- WORK ITEM
I'd like the entries reproduced exactly, with all pictures omitted.

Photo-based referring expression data
────────────────
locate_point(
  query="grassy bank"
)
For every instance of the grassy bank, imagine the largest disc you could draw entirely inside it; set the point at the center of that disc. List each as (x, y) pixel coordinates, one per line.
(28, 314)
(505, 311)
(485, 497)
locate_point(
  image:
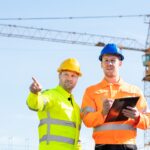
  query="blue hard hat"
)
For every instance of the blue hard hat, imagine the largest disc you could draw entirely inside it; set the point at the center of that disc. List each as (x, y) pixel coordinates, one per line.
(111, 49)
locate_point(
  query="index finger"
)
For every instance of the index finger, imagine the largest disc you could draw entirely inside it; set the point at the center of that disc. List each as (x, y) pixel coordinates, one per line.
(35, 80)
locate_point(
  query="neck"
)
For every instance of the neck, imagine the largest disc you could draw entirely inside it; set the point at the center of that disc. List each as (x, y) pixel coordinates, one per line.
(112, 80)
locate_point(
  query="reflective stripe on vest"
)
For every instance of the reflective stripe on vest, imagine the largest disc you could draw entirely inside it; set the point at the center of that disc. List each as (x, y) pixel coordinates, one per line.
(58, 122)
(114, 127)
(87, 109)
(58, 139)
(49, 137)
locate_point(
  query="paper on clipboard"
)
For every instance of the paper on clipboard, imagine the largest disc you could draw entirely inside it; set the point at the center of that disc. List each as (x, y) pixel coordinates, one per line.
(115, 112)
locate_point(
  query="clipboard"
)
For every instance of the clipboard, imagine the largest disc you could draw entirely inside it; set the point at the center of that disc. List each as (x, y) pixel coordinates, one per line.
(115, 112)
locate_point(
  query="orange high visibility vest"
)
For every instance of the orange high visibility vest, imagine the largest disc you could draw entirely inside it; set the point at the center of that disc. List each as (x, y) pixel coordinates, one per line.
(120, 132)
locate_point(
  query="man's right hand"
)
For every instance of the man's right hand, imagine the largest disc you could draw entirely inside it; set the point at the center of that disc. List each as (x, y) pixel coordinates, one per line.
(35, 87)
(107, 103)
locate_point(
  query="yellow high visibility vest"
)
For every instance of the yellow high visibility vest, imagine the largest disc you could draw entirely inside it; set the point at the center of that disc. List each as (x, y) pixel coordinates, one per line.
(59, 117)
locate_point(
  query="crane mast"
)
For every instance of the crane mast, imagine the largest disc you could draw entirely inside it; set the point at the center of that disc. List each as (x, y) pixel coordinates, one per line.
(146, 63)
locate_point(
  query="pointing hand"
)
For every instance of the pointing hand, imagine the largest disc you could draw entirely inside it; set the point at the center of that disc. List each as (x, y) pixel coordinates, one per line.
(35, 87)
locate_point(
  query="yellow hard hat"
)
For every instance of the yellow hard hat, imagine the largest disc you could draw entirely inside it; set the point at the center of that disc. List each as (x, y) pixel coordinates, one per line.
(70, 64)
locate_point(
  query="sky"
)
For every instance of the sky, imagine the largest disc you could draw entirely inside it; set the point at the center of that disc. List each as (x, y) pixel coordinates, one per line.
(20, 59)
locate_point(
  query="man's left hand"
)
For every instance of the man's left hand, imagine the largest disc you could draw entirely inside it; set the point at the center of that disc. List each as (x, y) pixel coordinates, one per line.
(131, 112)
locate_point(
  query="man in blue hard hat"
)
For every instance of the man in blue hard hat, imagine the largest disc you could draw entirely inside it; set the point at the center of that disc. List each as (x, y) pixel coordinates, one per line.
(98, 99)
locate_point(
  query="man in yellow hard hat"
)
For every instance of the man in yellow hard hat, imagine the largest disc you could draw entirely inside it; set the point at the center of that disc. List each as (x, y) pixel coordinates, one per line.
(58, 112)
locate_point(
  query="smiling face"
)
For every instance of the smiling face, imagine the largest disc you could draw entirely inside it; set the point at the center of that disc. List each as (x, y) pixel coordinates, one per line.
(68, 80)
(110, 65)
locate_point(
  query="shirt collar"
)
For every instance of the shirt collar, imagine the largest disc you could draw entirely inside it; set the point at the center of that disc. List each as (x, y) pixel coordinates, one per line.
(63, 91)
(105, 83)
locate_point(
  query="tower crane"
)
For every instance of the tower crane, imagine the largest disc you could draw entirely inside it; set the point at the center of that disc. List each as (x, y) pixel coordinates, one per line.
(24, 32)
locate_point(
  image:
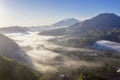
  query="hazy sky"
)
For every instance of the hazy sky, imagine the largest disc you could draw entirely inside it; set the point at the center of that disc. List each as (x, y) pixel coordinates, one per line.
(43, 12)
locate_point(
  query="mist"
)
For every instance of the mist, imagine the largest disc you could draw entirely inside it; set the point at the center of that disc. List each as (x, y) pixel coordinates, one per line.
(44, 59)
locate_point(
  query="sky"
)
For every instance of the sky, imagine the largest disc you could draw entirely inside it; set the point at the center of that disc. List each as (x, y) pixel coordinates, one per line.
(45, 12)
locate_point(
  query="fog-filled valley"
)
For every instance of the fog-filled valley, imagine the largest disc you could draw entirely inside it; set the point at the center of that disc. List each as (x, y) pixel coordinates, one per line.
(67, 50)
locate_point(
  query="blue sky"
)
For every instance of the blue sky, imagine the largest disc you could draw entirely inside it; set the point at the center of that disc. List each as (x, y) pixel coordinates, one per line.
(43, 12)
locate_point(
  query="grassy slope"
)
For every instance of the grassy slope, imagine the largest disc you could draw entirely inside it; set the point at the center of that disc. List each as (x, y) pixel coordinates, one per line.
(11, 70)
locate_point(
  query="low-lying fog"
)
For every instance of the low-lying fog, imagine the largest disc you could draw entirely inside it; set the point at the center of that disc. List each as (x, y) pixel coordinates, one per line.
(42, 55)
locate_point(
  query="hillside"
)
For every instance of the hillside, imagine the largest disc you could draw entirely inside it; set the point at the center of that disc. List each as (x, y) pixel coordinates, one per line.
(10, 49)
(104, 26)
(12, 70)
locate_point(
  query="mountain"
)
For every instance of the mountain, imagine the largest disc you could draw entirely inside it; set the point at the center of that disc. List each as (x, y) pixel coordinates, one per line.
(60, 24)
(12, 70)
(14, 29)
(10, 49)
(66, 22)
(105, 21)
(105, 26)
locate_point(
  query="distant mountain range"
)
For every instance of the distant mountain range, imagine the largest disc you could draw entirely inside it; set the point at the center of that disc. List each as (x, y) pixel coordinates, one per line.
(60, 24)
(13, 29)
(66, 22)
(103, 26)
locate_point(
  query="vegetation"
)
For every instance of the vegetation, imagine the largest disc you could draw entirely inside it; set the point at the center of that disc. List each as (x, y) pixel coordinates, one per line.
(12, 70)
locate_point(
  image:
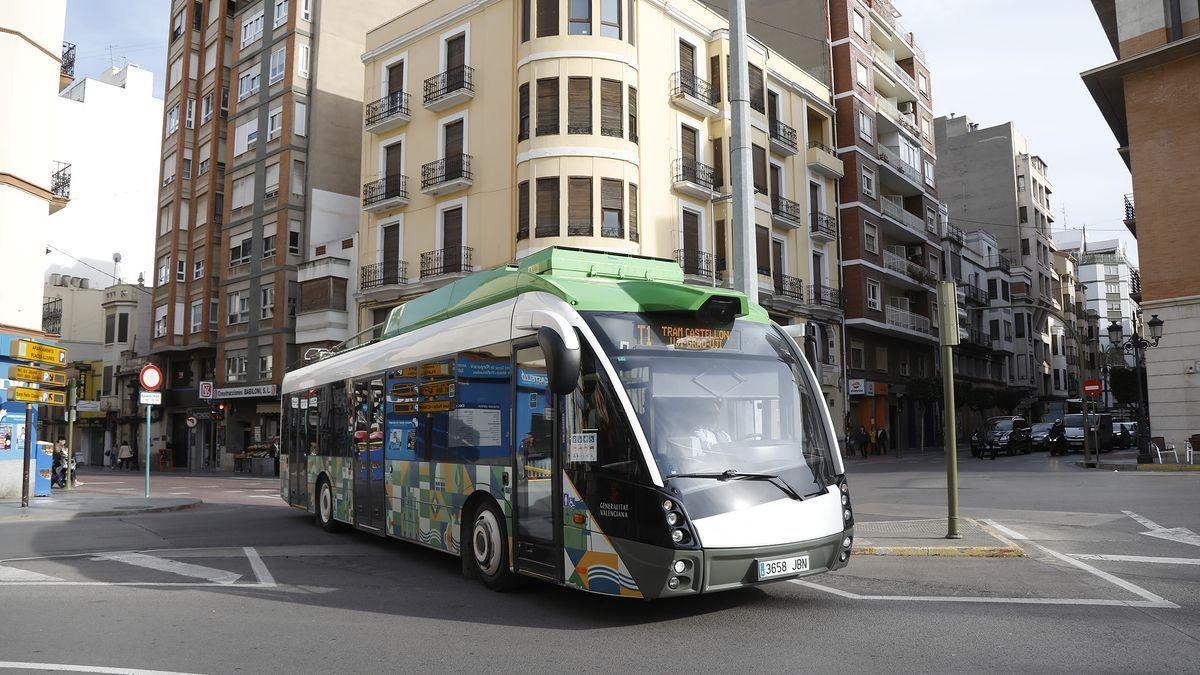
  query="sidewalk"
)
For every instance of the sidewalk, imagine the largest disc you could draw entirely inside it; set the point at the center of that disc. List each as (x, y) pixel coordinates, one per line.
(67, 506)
────────────────
- PROBLEM SOLUTION
locate_point(
  query="grassy bank"
)
For every instance of the grassy bank, imagine the largest disc you could draw entirely inside it; set the point at the center of that disc. List each as (x, y) pixel coordinates, one per line.
(28, 314)
(505, 311)
(485, 497)
locate_point(
  image:
  query="blue hard hat"
)
For every instance of the blue hard hat, imagine the largest disc you could draw entirely inside it; set the point at the center of that disc. List each as (x, y) pixel coordinates, one per line.
(111, 49)
locate_point(
  query="index finger"
)
For every instance of the index finger, imagine the largest disc you could draw entirely inside it; set the point at the center of that disc. List each as (x, y) pixel coordinates, one per line.
(35, 80)
locate_point(
  query="neck"
)
For every instance of the neck, imagine the largest disc you could draw entirely inside it; set the point at the center of that disc. List each as (x, y) pixel coordinates, one per line.
(112, 80)
locate_point(
  query="reflective stripe on vest"
)
For every instance of the reflective stripe on vest, imagine the largest disc you could draw entirely inside it; set the point at the center of that disc. List each as (x, y) pixel coordinates, one per line.
(58, 122)
(114, 127)
(87, 109)
(58, 139)
(49, 137)
locate_point(
  query="paper on clipboard"
)
For every instance of the paper on clipboard, imagine the largest disc you could draw entirely inside it; set the point at the center of that disc. List each as (x, y) pixel coordinates, one per line.
(115, 112)
locate_point(
  query="clipboard"
)
For every instance of the clipboard, imagine the largest disc you could draw entirely inside it; set the point at the center of that disc. List each as (x, y) pixel coordinates, one per line.
(115, 112)
locate_point(
  query="orange high visibility vest"
)
For every instance of the orange high visibility vest, imagine the largest disc you could draw entirely inside it; set the point at the center of that disc. List each as (x, y) pixel coordinates, one per line.
(120, 132)
locate_point(
  query="man's right hand"
)
For every instance of the man's right hand, imagine the largest disc you could draw entirely inside it; set the point at the center of that disc. List each as (x, y) pixel coordinates, one per line.
(35, 87)
(107, 103)
locate_point(
  query="yellow high visibility vest"
)
For every instance of the yellow high visibility vest, imagine the largest disc you could draw entirely inside it; set the point at the center of that disc. List each as (x, y) pixel coordinates, one per line.
(59, 117)
locate_point(
  query="crane mast"
)
For every instance of the crane mast, imagine the largest disc you could draw entirely inside it; set the point at the center of that disc. List each as (x, y) pixel coordinates, one per line.
(146, 63)
locate_point(
  query="pointing hand"
)
For every instance of the pointing hand, imagine the largest disc you could draw entirely inside it; set the point at the center of that disc. List each as (x, y) pixel coordinates, one per line.
(35, 87)
locate_point(
  query="yellow hard hat"
)
For every instance of the yellow hard hat, imagine the largest disc you could draw entirely inside it; set the point at the center of that disc. List each as (x, y) pixel coordinates, one per line.
(70, 64)
locate_point(
  query="sky"
)
For every instance of the sky, imagine the largest disc you could draw entirely inside it; set the point at the center of that disc. List each as (x, y) pixel coordinates, one per line.
(20, 59)
locate_point(
  query="man's left hand"
)
For every instance of the man's left hand, imagine the largest disc you could draw entirely inside it; set the point at the center of that disc. List each as (x, y) pixel coordinates, one per line.
(131, 112)
locate_point(
  query="man in blue hard hat"
)
For every instance of the man in blue hard hat, imagine the largest disc you could draw entirely inside it; set the point at the center of that disc. List each as (x, y) pixel coordinates, one per line.
(98, 99)
locate_point(
  query="man in yellow hard hat"
)
For every instance of the man in yellow hard hat, imagine the largest disc you could draw entirely inside it; set the point at the center of that disc. List each as (x, y) pixel coordinates, one per line.
(58, 112)
locate_point(
  query="smiling face"
)
For every instance of the smiling face, imagine the largest disc you could draw entirely inside it; set the point at the center of that disc. List each as (x, y) pixel coordinates, one per line.
(68, 80)
(110, 65)
locate_point(
  query="shirt collar"
)
For every instance of the shirt collar, imagine the largest disc you could draw entirely inside it; set the point at the center of that disc. List each as (x, y) pixel coordinates, one per line.
(63, 91)
(105, 83)
locate_point(
  query="tower crane"
)
For every instance of the tower crane, imagine the largest disc you could draw entirely inside it; set the point at the center of that disc. List each as (x, y) pixel coordinates, one per line.
(24, 32)
locate_point(
  image:
  query="hazy sky"
)
For every instance of the hazy sky, imagine the largest disc you could draw entirely inside it; set the point at the center of that disc. List each as (x, y) pixel coordinates, one per line.
(43, 12)
locate_point(
  query="mist"
)
For every instance of the mist, imagine the largest disc you could draw entirely inside it; set the point at the center of that disc. List each as (x, y) pixel coordinates, one per line.
(44, 59)
locate_point(
  query="sky"
)
For every instance of the sky, imagine the largest disc you could draw entirely inside it; set the point at the center of that disc. List each as (x, y) pixel coordinates, one per line.
(45, 12)
locate_point(
  query="fog-filled valley"
)
For every instance of the fog-filled valley, imagine the largest disc you could draw entirely inside it; set the point at the center of that disc. List each as (x, y) pixel coordinates, one per line.
(67, 50)
locate_point(
  query="blue sky"
)
For every instance of the blue sky, imagine the largest disc you could draw entirely inside it; set the point at the center of that disc. List each as (x, y) pixel coordinates, one per line.
(43, 12)
locate_point(
  query="grassy slope"
)
For every instance of the grassy slope, imagine the largest disc you could draw entirely inside it; set the point at the center of that disc. List each as (x, y) pixel coordinates, one per line.
(11, 70)
locate_point(
  query="low-lying fog"
)
For every instance of the low-lying fog, imagine the largest disc you could draw entirely inside it; set the point at the center of that disc. List each as (x, y) pixel coordinates, one per line.
(42, 55)
locate_point(
  query="hillside"
)
For every instance of the hillside, imagine the largest disc you could draw entirely inside it; set the point at the center of that disc. List each as (x, y) pixel coordinates, one per line.
(10, 49)
(104, 26)
(12, 70)
locate_point(
  query="mountain"
)
For every instance of the mountain, imagine the largest disc you could draw entirely inside it; set the point at the center of that disc. List each as (x, y) pixel coordinates, one per line.
(60, 24)
(12, 70)
(14, 29)
(10, 49)
(66, 22)
(105, 21)
(105, 26)
locate_point(
  query="distant mountain range"
)
For every instance of the distant mountain range, imagine the largest disc you could draw entirely inside it; set the point at the center of that disc. List each as (x, y) pixel coordinates, one per line.
(60, 24)
(13, 29)
(66, 22)
(103, 26)
locate_point(
  query="vegetation"
)
For every instance of the vegetation, imagine the largest disc you could draw entirely inside it; set the point at the center of that disc. List each as (x, y) pixel coordinates, one per line.
(12, 70)
locate_point(
  image:
  query="sidewalk"
)
For every instance of the sidewalk, imagine the largest disc you could draw entirely inside it; set the point at the center of that disc. List each as (x, y) pixel coordinates, one per line.
(67, 506)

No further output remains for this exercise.